### Fragmento del documento
Para Stein, sostiene Ferrer, si pudiésemos integrar este nuevo concepto llamado “sí mismo”, “se obviaría la separación scheleriana entre el yo y la persona, en la medida en que el yo dispondría entonces, gracias al sí mismo, de un espacio interno de movilidad y la persona, por su parte, encontraría en el sí mismo su consistencia (Bestand)” (Ferrer, 2002, p. 61).
Por ello, el sí mismo es para Stein la instancia a partir de la cual el yo humano transita hacia la persona individual. “El sí mismo es […] la materia que el yo ha de conformar, pero no siéndole ajena, sino como un resto de opacidad situado en su interior y que el yo va sucesivamente esclareciendo” (Ferrer, 2002, p. 61).
Con todo ello podemos ver que el sí mismo se refiere las cualidades y disposiciones que están contenidos en el alma individual y que, si las circunstancias lo permiten, el yo puede desarrollar libremente. Pero, ¿Qué es aquello que hay que formar? “Lo que el hombre tendría que formalizar sería toda su naturaleza animal. Y el resultado de esa formalización sería el hombre totalmente desarrollado, plenamente formalizado como persona” (Stein, 2003, p. 96). En otras palabras, el sí mismo es aquello que el yo debe formalizar a partir de las propiedades de su alma. Así, no es posible separar al yo de su alma, no están yuxtapuestos sino que son inseparables. “Un yo personal forma parte del alma humana; este yo habita en ella, la abraza y en su vida, su ser se hace presente, vivo y consciente. El yo humano es tal que su vida surge de la profundidad oscura de un alma” (Stein, 1994: p. 444).

### Tareas del ejercicio
1) Reproduce sin cambios el pasaje del fragmento sobre el sí mismo en Stein que comienza con las palabras que contienen "Con todo ello" y termina con "1994: p. 444).".
2) Responde, según el fragmento sobre el sí mismo en Stein:
(a) De acuerdo con Ferrer, ¿qué encontraría la persona en el sí mismo?
(b) En la cita de Stein (2003), ¿qué tendría que formalizar el hombre?
(c) Según la cita de Stein (1994), ¿de dónde surge la vida del yo humano?

### Material

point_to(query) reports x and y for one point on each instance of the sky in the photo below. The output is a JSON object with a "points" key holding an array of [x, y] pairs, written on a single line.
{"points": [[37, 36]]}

* * *

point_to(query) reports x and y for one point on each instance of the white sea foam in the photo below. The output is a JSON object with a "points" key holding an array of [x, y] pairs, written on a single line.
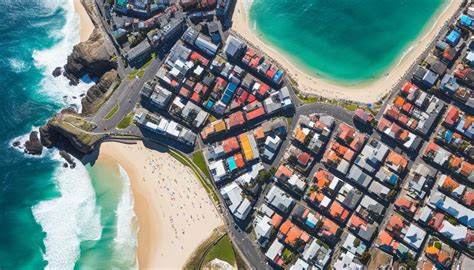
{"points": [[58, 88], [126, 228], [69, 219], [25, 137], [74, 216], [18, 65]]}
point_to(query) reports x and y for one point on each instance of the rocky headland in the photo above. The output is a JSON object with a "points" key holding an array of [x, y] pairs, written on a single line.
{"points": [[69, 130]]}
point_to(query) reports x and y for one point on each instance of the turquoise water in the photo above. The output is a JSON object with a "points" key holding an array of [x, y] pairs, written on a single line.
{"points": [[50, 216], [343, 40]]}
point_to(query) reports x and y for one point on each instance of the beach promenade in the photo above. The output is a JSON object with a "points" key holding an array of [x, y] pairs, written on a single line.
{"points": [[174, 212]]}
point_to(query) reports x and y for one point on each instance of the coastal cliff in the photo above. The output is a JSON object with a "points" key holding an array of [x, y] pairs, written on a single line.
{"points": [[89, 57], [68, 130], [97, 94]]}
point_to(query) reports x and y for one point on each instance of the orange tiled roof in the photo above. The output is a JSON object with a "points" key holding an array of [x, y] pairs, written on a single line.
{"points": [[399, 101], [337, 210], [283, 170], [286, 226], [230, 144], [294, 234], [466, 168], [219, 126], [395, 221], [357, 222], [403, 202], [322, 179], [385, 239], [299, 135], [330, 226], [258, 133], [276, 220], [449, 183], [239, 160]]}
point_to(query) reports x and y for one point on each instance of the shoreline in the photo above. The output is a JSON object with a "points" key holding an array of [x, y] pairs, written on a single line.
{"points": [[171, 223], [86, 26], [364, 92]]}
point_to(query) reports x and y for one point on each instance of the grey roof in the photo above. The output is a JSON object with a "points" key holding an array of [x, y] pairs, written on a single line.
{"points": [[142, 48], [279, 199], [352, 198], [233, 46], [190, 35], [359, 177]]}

### Respuestas
1)
Con todo ello podemos ver que el sí mismo se refiere las cualidades y disposiciones que están contenidos en el alma individual y que, si las circunstancias lo permiten, el yo puede desarrollar libremente. Pero, ¿Qué es aquello que hay que formar? “Lo que el hombre tendría que formalizar sería toda su naturaleza animal. Y el resultado de esa formalización sería el hombre totalmente desarrollado, plenamente formalizado como persona” (Stein, 2003, p. 96). En otras palabras, el sí mismo es aquello que el yo debe formalizar a partir de las propiedades de su alma. Así, no es posible separar al yo de su alma, no están yuxtapuestos sino que son inseparables. “Un yo personal forma parte del alma humana; este yo habita en ella, la abraza y en su vida, su ser se hace presente, vivo y consciente. El yo humano es tal que su vida surge de la profundidad oscura de un alma” (Stein, 1994: p. 444).

2)
(a) Su consistencia (Bestand).
(b) Toda su naturaleza animal.
(c) De la profundidad oscura de un alma.